**GIVEN PASSAGE**
## start
# 2005 Almera front wheel bearing replacement



## AsiJu (Sep 7, 2015)

Hello and greetings from a new member!

I need to replace the front wheel bearing for my 2005 Almera (1.5 L gasoline).
I have the gist of how it's done, but anything special/particular I should know before I start working?

I have a little bit of DIY experience with cars, but I've never replaced a wheel bearing before (usually I replace cars before bearings wear out 

Thanks in advance!


----------



## jameshenry (Aug 11, 2015)

*Regarding changing of wheel bearing*

If you have never changed a wheel bearing one of the best mode is while removing the concerned part remember each and every step, and while fitting the new one do it accordingly, you will certainly be successful. If the task seems to you difficult, you should get it done from proper mechanic.


----------



## AsiJu (Sep 7, 2015)

Got it replaced OK.
## end
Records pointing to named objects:
## start
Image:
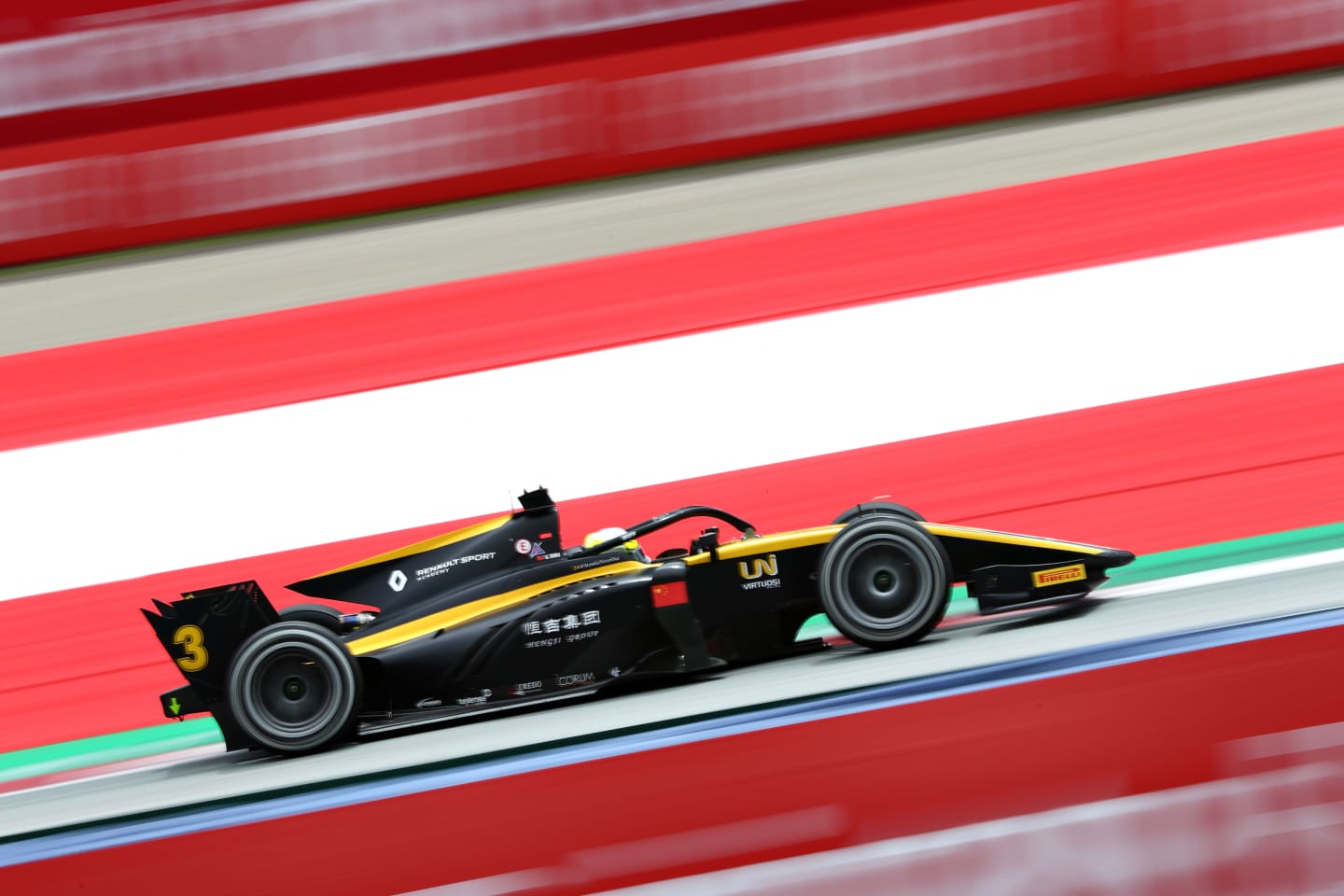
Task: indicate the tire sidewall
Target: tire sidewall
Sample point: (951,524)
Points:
## end
## start
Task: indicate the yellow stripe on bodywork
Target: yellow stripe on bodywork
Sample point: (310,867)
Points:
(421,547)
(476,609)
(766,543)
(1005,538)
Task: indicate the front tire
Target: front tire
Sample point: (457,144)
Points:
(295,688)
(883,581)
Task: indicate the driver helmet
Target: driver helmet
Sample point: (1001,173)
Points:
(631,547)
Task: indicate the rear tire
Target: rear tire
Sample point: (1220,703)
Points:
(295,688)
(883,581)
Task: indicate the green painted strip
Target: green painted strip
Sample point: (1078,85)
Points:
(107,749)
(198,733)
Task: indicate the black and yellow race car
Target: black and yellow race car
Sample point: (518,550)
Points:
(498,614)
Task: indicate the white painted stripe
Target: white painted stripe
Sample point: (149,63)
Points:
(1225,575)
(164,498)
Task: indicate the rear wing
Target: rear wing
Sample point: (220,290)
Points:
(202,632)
## end
## start
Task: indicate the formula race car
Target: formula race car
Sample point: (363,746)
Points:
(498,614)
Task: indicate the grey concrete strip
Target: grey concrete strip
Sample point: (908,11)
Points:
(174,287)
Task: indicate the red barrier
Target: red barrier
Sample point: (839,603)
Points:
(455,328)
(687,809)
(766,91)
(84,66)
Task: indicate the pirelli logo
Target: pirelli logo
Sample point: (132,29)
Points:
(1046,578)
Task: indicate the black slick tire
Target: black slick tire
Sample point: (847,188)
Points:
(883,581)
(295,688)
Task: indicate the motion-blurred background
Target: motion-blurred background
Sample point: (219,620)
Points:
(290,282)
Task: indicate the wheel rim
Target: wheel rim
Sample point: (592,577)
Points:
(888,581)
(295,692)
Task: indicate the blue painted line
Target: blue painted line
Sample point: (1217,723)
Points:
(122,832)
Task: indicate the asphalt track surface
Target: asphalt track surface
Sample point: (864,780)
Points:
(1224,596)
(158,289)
## end
**TASKS AND EXERCISES**
(1) Transcribe the Almera wheel bearing thread word for word. Begin at the words "## jameshenry (Aug" and stop after "from proper mechanic.".
(2) Answer these questions from the Almera wheel bearing thread:
(a) What model year and engine does the car in the first post have?
(b) In jameshenry's reply, who should do the job if it seems difficult?
(c) What does AsiJu report in the last post?
(3) Resume the Almera wheel bearing thread after its last post and continue it.

**TASK RESPONSES**
(1)
## jameshenry (Aug 11, 2015)

*Regarding changing of wheel bearing*

If you have never changed a wheel bearing one of the best mode is while removing the concerned part remember each and every step, and while fitting the new one do it accordingly, you will certainly be successful. If the task seems to you difficult, you should get it done from proper mechanic.

(2)
(a) It is a 2005 Almera with a 1.5 L gasoline engine.
(b) A proper mechanic should do it.
(c) AsiJu got the bearing replaced OK.

(3)
First removed the hub and knuckle assembly from the suspension (struts and steering rod). Came off the driveshaft nicely, a couple of knocks with a hammer were required to loosen it.
Then removed the hub from the knuckle with a "spacer" and a hammer, couple of sharp blasts there too did the trick (tried using a "puller" tool first but didn't work).

Used a hydraulic press for removing the old bearing and fitting in the new bearing (pressing from outer race only) as well as pushing the hub back to the knuckle.

I need now to replace the lower ball joint too as its bolt got damaged in the removal of the knuckle... the pin was so misaligned that the bolts thread got damaged while struggling to remove it.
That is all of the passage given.